### Activity
Gather, from the data below, each line in which the word "statue" occurs.

Provided information Start Marker

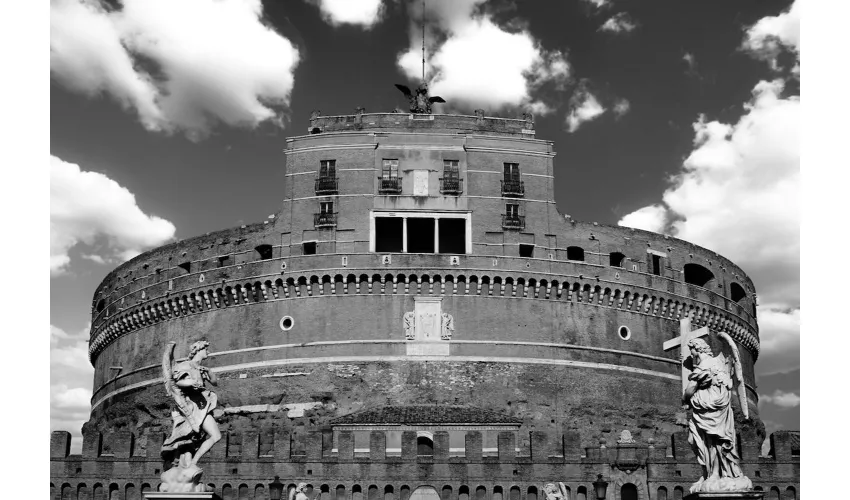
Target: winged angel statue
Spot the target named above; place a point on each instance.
(194, 430)
(419, 103)
(711, 427)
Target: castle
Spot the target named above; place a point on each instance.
(418, 319)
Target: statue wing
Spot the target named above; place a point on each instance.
(737, 373)
(404, 90)
(167, 363)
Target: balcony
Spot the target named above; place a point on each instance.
(389, 185)
(324, 220)
(513, 221)
(451, 185)
(327, 186)
(513, 188)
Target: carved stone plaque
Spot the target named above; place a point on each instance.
(420, 183)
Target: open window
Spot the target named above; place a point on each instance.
(698, 275)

Provided information End Marker

### Response to the exercise
Target: winged angel statue
Target: statue wing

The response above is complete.